• **TO DO**
Beginning at the line that contains "box: [237, 190, 273, 220]", write out each remaining line of the entries below exactly as it stands.

• **Records from a data source**
■ ■ ■ ■ ■

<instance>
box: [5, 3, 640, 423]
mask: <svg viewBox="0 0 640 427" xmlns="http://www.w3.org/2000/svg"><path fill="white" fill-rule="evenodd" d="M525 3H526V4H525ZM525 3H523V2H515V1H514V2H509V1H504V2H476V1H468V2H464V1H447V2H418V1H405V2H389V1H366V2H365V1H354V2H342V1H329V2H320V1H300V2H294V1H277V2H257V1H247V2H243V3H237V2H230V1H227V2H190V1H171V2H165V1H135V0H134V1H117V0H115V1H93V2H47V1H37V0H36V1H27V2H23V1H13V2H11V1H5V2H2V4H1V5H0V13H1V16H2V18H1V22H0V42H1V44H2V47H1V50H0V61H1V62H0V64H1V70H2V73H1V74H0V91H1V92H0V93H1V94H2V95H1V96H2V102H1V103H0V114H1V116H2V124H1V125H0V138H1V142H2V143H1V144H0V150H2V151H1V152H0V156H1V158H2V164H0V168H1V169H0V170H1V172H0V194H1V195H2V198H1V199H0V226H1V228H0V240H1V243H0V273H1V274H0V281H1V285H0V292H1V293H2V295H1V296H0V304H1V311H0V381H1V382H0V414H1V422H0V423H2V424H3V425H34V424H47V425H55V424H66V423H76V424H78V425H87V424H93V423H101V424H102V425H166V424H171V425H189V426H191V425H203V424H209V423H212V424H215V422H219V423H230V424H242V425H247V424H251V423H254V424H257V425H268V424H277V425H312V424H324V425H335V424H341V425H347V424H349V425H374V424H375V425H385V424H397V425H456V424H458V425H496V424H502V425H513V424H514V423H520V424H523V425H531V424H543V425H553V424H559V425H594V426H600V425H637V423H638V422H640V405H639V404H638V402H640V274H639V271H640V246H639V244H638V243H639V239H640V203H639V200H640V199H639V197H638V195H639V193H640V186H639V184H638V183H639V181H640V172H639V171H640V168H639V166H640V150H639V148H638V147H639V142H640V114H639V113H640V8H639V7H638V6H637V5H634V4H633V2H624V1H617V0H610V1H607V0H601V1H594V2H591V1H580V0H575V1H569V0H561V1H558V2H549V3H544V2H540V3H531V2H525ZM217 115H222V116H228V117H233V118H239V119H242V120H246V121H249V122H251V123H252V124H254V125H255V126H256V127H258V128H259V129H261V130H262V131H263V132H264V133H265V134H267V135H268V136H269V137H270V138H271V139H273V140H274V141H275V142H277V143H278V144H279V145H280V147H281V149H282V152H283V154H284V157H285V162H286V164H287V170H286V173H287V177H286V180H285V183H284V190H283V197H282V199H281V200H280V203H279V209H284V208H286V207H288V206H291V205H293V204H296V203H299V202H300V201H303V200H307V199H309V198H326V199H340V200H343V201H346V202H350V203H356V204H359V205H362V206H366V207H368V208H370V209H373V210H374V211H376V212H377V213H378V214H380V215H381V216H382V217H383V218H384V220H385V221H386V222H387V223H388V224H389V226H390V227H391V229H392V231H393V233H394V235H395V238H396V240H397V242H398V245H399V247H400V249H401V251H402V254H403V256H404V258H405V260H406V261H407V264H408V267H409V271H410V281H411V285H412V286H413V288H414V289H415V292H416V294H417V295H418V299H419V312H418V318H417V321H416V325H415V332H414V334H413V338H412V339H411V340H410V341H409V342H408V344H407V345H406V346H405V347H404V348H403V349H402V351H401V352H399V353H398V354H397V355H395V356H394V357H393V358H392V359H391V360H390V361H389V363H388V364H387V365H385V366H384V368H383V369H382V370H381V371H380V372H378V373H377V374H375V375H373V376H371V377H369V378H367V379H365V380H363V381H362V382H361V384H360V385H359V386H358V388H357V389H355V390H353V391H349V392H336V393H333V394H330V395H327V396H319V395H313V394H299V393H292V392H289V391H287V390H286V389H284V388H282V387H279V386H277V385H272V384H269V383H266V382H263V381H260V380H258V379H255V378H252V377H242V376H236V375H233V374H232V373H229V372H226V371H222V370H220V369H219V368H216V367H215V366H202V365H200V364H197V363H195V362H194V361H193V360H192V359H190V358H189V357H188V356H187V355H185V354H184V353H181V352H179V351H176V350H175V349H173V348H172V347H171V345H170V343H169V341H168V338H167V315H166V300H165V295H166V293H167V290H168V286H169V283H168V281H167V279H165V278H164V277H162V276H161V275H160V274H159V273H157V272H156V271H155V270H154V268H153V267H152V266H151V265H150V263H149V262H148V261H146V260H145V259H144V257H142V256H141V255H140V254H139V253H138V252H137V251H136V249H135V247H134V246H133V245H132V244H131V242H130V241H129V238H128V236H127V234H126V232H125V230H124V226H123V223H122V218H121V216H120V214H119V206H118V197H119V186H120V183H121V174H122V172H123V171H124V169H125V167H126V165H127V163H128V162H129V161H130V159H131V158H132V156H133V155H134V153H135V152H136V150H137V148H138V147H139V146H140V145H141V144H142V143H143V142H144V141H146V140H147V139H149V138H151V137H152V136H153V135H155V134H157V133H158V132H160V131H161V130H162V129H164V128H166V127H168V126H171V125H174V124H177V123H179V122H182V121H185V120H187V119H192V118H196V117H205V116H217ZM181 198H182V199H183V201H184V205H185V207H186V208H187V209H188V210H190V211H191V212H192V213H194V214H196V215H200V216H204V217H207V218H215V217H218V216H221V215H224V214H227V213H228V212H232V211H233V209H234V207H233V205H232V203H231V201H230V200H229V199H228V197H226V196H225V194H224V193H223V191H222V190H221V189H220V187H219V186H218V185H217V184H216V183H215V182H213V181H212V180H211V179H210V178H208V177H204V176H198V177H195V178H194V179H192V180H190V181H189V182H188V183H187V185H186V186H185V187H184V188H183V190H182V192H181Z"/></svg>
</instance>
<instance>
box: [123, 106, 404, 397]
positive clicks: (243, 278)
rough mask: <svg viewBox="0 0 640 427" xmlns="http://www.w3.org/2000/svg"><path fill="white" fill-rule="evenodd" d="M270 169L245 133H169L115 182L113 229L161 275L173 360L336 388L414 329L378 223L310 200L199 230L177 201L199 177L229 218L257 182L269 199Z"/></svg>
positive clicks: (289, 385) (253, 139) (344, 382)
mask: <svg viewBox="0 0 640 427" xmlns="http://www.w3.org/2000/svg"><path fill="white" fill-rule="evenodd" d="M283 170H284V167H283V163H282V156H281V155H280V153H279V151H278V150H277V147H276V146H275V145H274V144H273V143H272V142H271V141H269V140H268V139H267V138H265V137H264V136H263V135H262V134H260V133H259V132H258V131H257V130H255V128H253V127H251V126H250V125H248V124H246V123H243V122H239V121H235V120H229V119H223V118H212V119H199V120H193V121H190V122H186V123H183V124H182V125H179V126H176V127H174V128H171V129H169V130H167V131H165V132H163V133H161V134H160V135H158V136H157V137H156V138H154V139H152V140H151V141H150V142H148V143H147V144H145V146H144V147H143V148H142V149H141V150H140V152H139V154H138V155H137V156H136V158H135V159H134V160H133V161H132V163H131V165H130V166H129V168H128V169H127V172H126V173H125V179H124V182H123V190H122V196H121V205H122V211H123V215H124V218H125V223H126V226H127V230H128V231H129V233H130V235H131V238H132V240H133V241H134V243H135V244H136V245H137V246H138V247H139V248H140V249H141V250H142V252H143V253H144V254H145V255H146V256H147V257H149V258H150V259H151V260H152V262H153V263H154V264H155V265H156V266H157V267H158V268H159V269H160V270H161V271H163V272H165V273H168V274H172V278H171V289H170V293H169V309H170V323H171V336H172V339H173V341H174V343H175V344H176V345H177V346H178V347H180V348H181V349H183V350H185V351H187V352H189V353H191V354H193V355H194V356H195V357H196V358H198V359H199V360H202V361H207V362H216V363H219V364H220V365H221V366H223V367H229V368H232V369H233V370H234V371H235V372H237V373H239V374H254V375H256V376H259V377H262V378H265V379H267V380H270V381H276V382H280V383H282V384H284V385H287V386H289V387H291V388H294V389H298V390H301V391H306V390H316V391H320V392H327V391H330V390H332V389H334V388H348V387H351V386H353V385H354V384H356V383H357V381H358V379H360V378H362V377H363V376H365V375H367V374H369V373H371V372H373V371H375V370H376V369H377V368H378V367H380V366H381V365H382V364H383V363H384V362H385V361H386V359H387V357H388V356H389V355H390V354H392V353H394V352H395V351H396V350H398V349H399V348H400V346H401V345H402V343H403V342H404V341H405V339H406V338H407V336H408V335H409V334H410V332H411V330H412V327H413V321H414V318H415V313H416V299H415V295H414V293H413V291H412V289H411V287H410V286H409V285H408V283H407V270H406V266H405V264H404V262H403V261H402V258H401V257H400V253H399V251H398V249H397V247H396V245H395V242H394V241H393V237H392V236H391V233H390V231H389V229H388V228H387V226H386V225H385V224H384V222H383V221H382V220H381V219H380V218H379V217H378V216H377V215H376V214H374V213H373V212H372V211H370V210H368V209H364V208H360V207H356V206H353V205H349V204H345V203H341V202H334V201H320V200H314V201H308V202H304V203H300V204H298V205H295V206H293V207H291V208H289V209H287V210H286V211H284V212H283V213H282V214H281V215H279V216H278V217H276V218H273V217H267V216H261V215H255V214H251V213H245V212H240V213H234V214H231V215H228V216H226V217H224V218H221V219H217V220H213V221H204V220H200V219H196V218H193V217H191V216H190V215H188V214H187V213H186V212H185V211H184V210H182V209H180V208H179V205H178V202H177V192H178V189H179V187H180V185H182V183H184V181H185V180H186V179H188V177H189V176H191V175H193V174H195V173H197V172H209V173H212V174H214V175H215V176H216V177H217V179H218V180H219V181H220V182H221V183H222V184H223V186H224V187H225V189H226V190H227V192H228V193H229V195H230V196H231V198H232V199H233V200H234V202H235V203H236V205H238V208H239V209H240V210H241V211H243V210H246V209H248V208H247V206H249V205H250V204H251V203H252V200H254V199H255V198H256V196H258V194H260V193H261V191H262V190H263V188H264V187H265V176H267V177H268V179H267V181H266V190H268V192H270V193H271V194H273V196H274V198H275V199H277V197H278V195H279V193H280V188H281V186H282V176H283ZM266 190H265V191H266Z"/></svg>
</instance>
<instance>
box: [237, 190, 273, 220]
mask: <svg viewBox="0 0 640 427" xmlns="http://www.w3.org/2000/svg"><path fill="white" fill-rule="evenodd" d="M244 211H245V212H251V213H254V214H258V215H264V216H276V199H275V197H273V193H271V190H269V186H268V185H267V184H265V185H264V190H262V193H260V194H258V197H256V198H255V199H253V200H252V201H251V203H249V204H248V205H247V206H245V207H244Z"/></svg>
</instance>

■ ■ ■ ■ ■

• **ANSWER SECTION**
box: [237, 190, 273, 220]
mask: <svg viewBox="0 0 640 427" xmlns="http://www.w3.org/2000/svg"><path fill="white" fill-rule="evenodd" d="M244 211H245V212H251V213H254V214H258V215H264V216H276V199H275V197H273V193H271V190H269V186H268V185H267V184H265V185H264V190H262V193H260V194H258V197H256V198H255V199H253V200H252V201H251V203H249V204H248V205H247V206H245V207H244Z"/></svg>
</instance>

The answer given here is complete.